課題 –
1. アロアについての文章によると、アーロンは何人兄弟の長男ですか。
2. アロアについての文章の「そんな担任の先生はベロにピアスがありました。」から下の「お母さんだと思います。」までを、「ベロ」を「舌」に置き換えて書き直してください。

原文 –
みきくんこんばんは 三 すなけちゃん(snake)
みきくんこんばんは 三
日本も十一月が近くずいぶん寒くなってきましたね、でもこのくらいの寒さではまだまだスコットランドのアロアの真夏で、今日の天気ならアイスクリームは売り切れです。
アロアの町は前回話したとおり治安の悪い小さな町です。
小学生が煙草を巻紙で巻いていたりしても、担任の先生はあれは薬物ではないから問題無いと言ってしまいます。
そんな担任の先生はベロにピアスがありました。
子供のクラスメートで仲良しのアーロンは五歳にして五人兄弟の長男です。
お母さんは二十二歳らしく、妹は七か月年下で同じクラスにいます。
一度夜遅くなったのでアーロンを家に送っていったら、赤いショートヘアの目の下に濃いクマのある恐ろしいお姉さんがドアを十センチだけ開けて、「あんだ、誰?」と挨拶してくれました。
お母さんだと思います。
アロアの一般人範囲内です。
そんな中、姉が孤児院から年頃の子供を一定期間引き取ってファミリー体験をさせるプログラムに申し込みました。
ボランティアなのか報酬が目当てかよくわかりませんが。
そして新しく姉の家にやってきたのがナタリーという十六歳の女の子です。
私は十六歳の女の子と聞いていたのでピンクのかわいい手袋をプレゼントにと用意しましたが、ナタリーは熊のように大きな手だったので喜ばれるプレゼントにはなりませんでした。

画像に基づくポインティングデータ:
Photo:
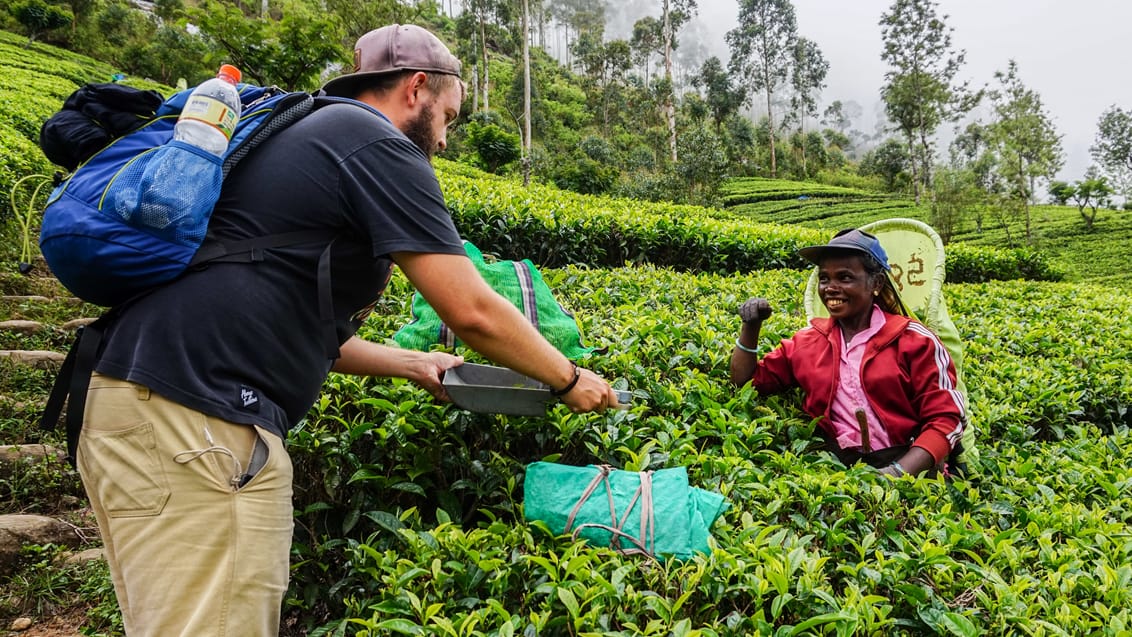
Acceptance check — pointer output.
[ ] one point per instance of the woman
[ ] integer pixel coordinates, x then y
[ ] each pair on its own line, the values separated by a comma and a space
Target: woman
882, 384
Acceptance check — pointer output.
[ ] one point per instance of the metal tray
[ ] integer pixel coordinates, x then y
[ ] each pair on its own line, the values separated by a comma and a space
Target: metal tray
490, 389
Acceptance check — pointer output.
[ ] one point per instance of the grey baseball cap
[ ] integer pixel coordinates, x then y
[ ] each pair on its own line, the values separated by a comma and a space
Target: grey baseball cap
848, 240
392, 49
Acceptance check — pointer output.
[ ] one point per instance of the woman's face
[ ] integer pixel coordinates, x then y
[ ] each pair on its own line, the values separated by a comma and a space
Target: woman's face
845, 287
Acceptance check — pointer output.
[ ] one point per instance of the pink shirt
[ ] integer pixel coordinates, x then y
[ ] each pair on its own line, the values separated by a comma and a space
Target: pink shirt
850, 396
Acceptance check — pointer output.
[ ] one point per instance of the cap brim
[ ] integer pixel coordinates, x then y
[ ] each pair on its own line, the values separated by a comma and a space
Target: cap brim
345, 86
815, 254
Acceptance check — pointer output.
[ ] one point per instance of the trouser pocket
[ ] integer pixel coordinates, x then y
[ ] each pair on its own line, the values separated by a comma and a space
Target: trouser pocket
133, 481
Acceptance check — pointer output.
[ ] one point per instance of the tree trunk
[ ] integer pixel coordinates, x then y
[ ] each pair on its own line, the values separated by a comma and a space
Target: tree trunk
770, 129
802, 129
487, 82
669, 105
912, 162
525, 160
476, 88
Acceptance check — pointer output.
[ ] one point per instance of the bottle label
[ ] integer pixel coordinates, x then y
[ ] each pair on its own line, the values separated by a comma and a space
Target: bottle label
211, 111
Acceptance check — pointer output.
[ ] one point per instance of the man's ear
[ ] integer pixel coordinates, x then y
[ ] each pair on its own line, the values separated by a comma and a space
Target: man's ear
412, 87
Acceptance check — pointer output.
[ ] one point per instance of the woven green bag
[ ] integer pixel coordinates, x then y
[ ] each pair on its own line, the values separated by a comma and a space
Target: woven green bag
520, 283
653, 513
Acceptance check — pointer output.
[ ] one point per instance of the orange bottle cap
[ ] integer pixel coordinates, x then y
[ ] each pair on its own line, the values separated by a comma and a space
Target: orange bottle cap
231, 71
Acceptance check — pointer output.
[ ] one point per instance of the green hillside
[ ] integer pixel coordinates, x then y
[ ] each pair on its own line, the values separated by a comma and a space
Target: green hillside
409, 514
1082, 254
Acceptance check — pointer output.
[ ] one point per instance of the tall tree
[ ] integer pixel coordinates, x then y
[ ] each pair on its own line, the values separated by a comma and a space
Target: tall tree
807, 78
1091, 192
1112, 148
762, 48
289, 52
918, 92
526, 93
1025, 140
646, 41
39, 17
722, 96
674, 14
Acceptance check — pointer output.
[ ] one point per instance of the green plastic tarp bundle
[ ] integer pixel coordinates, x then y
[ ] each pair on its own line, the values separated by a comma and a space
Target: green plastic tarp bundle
520, 283
654, 513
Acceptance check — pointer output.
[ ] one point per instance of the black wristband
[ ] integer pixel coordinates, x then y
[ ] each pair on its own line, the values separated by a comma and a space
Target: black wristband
564, 390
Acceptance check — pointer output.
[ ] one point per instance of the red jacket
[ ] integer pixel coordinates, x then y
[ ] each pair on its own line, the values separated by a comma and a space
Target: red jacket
907, 375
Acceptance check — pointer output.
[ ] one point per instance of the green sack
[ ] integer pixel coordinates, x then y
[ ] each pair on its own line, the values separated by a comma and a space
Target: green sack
520, 283
611, 508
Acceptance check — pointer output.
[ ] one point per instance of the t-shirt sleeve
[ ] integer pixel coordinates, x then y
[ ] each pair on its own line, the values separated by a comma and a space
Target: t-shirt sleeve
392, 191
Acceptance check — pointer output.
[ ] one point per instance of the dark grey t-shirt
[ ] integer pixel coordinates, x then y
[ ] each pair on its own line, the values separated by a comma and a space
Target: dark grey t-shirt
243, 342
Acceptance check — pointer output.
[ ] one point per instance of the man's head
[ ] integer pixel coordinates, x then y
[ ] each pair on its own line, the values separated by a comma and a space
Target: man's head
409, 75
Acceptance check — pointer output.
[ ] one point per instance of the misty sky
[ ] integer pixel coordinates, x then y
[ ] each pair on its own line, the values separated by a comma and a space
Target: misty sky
1073, 53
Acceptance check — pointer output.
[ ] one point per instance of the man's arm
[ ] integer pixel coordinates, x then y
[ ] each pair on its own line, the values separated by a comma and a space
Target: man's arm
494, 327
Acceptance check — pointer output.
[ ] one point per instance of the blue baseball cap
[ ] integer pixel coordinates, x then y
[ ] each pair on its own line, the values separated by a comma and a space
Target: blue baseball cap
848, 240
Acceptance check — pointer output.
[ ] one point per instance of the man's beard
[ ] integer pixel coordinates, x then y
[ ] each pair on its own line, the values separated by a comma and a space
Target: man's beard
419, 130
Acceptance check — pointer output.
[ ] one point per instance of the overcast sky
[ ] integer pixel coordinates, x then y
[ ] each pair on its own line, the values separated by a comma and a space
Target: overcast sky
1073, 53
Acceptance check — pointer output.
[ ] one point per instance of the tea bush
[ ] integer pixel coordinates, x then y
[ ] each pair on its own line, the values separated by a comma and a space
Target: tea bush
410, 511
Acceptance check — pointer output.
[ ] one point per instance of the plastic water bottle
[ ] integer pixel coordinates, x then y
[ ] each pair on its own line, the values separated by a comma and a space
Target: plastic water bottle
211, 113
171, 192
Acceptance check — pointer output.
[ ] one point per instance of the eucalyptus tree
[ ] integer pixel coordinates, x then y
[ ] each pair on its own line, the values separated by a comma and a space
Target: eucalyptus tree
646, 41
807, 78
1092, 192
488, 24
1025, 140
1112, 148
582, 16
674, 14
605, 66
762, 49
723, 97
290, 52
918, 92
360, 17
39, 17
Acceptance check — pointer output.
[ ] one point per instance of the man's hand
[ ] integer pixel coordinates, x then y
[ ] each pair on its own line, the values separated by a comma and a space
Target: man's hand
590, 394
755, 310
429, 370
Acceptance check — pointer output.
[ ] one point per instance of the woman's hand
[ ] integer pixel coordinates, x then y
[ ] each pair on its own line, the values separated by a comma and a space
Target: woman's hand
755, 310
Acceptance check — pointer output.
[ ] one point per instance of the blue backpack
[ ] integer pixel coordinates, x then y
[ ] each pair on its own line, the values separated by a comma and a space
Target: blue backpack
106, 258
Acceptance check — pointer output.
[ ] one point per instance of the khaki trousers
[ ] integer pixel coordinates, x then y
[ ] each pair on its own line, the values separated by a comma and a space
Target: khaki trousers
191, 551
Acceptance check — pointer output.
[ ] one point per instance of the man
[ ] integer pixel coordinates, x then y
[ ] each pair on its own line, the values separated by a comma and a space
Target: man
181, 452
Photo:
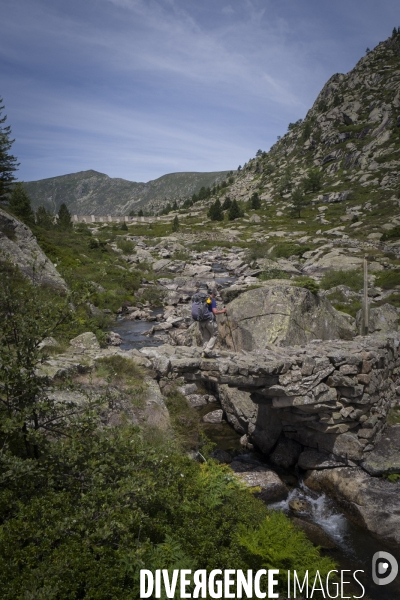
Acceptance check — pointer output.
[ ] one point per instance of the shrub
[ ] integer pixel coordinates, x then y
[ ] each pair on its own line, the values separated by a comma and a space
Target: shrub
308, 283
388, 279
119, 367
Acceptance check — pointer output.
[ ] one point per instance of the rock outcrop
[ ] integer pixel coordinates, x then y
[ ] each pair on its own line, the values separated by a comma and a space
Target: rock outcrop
331, 396
19, 246
282, 314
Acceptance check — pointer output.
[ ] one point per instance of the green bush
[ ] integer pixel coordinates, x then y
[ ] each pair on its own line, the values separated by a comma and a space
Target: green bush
287, 249
353, 279
125, 245
308, 283
388, 279
273, 274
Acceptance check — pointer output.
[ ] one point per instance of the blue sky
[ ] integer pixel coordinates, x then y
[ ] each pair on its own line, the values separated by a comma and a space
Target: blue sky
140, 88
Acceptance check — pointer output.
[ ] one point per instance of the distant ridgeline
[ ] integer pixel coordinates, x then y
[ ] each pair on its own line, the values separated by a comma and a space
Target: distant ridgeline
93, 193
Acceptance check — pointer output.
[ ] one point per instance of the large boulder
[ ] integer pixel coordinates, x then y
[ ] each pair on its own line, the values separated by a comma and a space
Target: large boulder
19, 245
259, 421
282, 314
368, 501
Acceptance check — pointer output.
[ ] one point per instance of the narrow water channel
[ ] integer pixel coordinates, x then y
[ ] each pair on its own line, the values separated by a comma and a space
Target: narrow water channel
355, 547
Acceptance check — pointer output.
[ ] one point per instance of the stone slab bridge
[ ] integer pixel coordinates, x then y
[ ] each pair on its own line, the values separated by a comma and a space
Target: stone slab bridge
330, 396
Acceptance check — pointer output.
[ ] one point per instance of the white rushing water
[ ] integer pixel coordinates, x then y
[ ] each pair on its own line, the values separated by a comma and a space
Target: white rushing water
321, 511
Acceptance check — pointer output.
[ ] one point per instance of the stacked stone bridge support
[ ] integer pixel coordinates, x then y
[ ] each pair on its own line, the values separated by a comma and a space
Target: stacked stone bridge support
331, 396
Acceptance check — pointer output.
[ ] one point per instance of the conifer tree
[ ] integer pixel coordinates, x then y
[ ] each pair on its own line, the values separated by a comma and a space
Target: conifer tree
20, 204
8, 162
227, 203
64, 218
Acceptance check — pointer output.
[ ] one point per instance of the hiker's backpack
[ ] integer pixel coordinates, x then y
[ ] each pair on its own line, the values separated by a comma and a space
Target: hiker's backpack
200, 305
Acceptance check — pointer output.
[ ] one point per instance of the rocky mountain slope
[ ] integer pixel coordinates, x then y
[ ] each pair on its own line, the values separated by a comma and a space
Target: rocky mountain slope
351, 136
90, 192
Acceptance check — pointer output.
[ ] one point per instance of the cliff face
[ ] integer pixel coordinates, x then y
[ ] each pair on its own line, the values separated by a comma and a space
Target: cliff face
351, 134
19, 245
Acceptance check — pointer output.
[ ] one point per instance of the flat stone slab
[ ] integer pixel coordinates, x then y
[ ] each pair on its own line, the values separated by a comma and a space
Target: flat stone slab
384, 459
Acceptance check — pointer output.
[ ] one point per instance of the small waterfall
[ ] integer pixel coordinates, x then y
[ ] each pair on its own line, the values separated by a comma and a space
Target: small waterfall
321, 511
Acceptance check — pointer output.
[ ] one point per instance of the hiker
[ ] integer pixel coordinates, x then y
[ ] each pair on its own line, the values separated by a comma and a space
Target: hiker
204, 309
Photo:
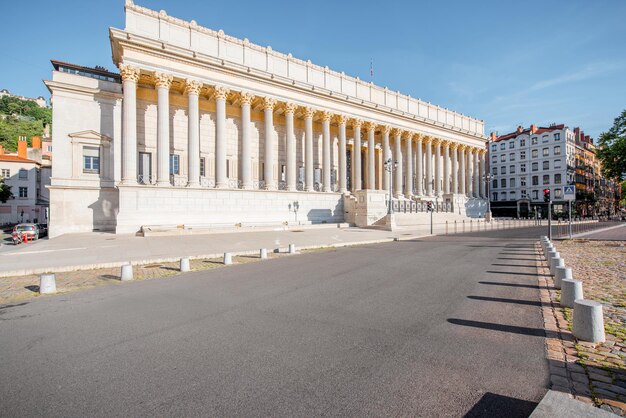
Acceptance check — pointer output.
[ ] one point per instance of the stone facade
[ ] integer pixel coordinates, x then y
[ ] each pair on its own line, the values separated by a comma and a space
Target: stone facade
202, 128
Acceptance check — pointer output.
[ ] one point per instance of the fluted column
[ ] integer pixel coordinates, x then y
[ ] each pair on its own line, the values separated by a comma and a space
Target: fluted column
356, 126
429, 166
420, 166
308, 149
220, 93
370, 127
462, 189
163, 83
290, 109
446, 167
192, 89
408, 169
130, 76
397, 147
343, 180
437, 143
246, 141
455, 168
326, 116
270, 137
386, 156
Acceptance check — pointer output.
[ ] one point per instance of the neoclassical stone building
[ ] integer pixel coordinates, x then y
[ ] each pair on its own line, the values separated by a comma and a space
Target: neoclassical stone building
203, 129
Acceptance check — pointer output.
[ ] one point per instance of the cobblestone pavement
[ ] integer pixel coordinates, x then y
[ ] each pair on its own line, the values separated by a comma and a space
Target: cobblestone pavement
592, 373
16, 289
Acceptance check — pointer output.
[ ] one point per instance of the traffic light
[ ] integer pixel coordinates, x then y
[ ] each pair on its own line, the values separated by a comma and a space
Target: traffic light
546, 195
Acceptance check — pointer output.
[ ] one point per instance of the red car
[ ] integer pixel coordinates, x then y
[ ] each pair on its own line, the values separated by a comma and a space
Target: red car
31, 230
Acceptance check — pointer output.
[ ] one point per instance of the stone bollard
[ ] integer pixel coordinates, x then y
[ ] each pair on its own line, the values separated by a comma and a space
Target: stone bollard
184, 265
127, 272
562, 273
554, 263
570, 291
588, 323
47, 284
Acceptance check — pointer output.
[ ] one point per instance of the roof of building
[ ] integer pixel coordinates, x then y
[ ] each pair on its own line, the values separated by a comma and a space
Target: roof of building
101, 71
539, 130
11, 158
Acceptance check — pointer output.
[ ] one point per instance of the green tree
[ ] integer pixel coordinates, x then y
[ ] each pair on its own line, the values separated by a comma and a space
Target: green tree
612, 148
5, 191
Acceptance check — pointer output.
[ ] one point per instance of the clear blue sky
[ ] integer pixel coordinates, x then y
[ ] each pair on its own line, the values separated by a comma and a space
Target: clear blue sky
507, 62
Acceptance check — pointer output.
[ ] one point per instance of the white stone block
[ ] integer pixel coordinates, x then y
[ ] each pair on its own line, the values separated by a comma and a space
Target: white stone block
588, 323
127, 272
562, 273
47, 284
554, 263
570, 291
184, 265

解答一覧 –
1. 五人兄弟の長男です。

2.
そんな担任の先生は舌にピアスがありました。
子供のクラスメートで仲良しのアーロンは五歳にして五人兄弟の長男です。
お母さんは二十二歳らしく、妹は七か月年下で同じクラスにいます。
一度夜遅くなったのでアーロンを家に送っていったら、赤いショートヘアの目の下に濃いクマのある恐ろしいお姉さんがドアを十センチだけ開けて、「あんだ、誰?」と挨拶してくれました。
お母さんだと思います。